» STATED PROBLEM: Copy out the records below word for word, starting with the line that contains "[mark] the wheel" and going on through the last line of the records.

» Dataset items:
[Start]

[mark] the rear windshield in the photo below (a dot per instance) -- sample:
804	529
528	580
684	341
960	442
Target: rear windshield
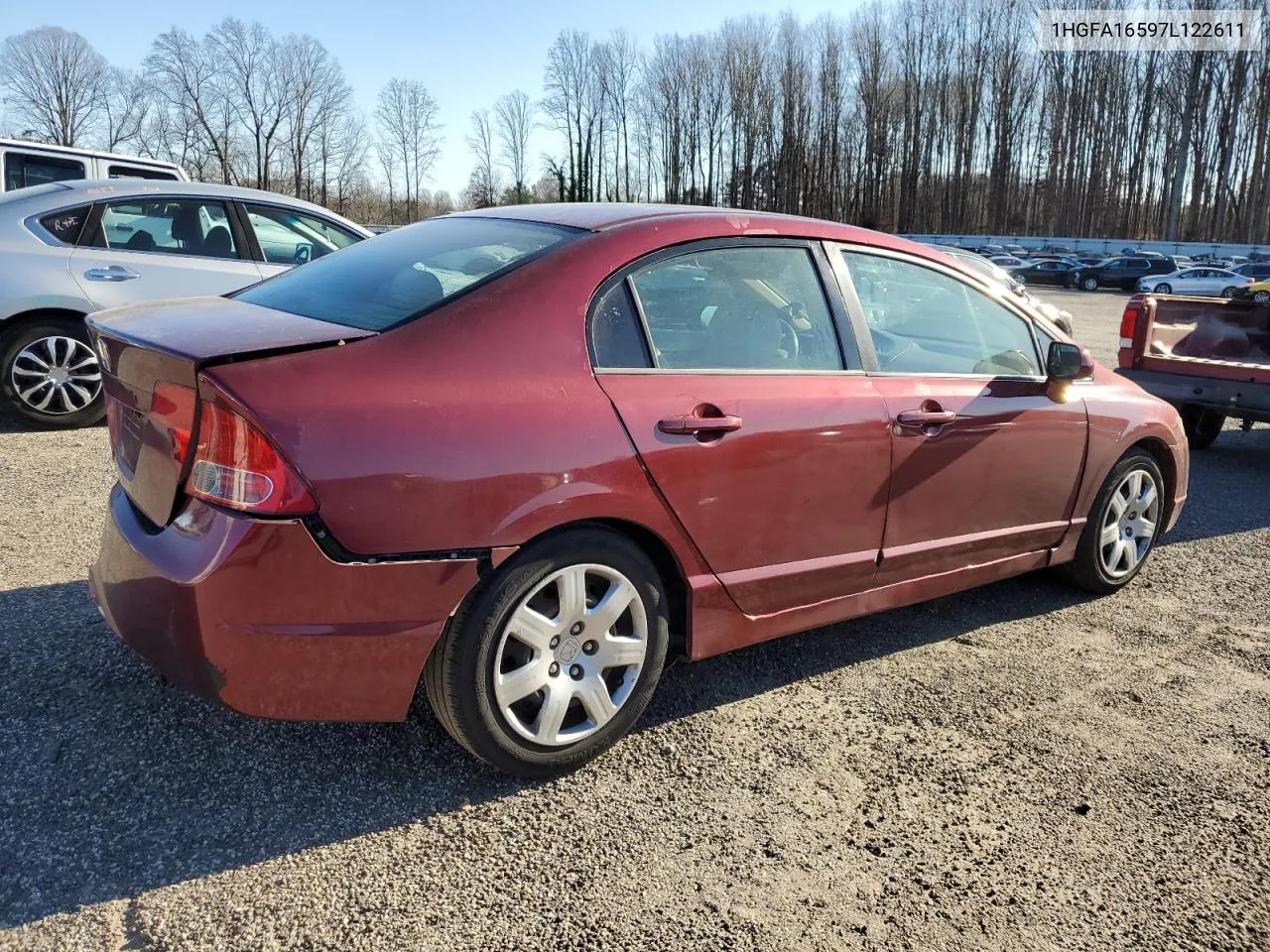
391	278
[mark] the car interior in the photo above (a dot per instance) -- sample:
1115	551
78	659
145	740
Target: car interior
922	321
172	227
744	308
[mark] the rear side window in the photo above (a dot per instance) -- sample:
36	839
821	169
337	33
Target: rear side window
67	225
22	171
744	308
169	226
379	284
616	338
924	321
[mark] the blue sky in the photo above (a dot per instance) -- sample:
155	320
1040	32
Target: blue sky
466	53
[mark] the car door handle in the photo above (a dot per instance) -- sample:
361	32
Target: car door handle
114	272
925	417
693	424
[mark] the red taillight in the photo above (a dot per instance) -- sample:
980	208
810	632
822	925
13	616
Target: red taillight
238	467
1128	327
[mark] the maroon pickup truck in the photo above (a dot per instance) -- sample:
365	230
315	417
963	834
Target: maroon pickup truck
1209	358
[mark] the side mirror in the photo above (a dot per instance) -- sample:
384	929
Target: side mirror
1067	362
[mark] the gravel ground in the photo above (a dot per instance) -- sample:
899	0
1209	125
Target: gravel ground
1020	767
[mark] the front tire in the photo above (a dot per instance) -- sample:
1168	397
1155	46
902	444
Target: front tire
556	656
1123	526
50	376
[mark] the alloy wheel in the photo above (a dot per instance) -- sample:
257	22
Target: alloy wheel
571	654
56	375
1129	524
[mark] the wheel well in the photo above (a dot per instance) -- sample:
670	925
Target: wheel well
18	320
663	560
1165	461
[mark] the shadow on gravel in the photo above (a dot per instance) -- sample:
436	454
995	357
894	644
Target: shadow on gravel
1229	488
114	784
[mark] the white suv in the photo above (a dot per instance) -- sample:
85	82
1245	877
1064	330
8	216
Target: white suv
27	164
71	248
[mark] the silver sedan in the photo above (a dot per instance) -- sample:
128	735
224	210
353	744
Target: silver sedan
1206	282
71	248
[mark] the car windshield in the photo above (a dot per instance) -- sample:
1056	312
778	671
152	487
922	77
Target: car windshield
395	277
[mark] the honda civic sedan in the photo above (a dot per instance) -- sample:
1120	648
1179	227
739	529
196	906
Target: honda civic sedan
524	456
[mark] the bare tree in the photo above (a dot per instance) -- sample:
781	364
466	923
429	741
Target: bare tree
51	80
407	118
246	66
185	73
572	104
484	185
126	104
513	116
317	99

[End]

» SOLVED EXERCISE:
[mark] the wheel well in the photo above (a dot per instance) -- sample:
670	925
Target: wheel well
18	320
663	560
1165	461
[mark] the shadow on gravel in the photo above (a dot per instance) -- sample:
436	454
995	357
894	644
Target: shadow on gravel
1229	488
114	784
[mark] the white suv in the photo above (a dot per instance) -- sample:
85	82
1245	877
1064	330
8	216
Target: white suv
27	164
71	248
[mark] the silver sedan in the photo above (a dot per instance) -- sample:
128	735
224	210
353	744
Target: silver sedan
1206	282
71	248
[mark] the car windshield in the photo above (a dot per instance) -- sample:
1056	312
778	671
152	487
922	77
Target: car windshield
395	277
[mark] the honda civic sedan in the photo above (a dot per instance) -- sample:
1120	648
1179	227
739	529
196	906
Target: honda civic sedan
524	456
[mark] the bare tree in the photo above (a dot per instance) -- sample:
781	364
466	923
429	741
Target: bare tree
51	80
407	118
246	66
185	73
572	104
484	185
126	104
513	116
317	99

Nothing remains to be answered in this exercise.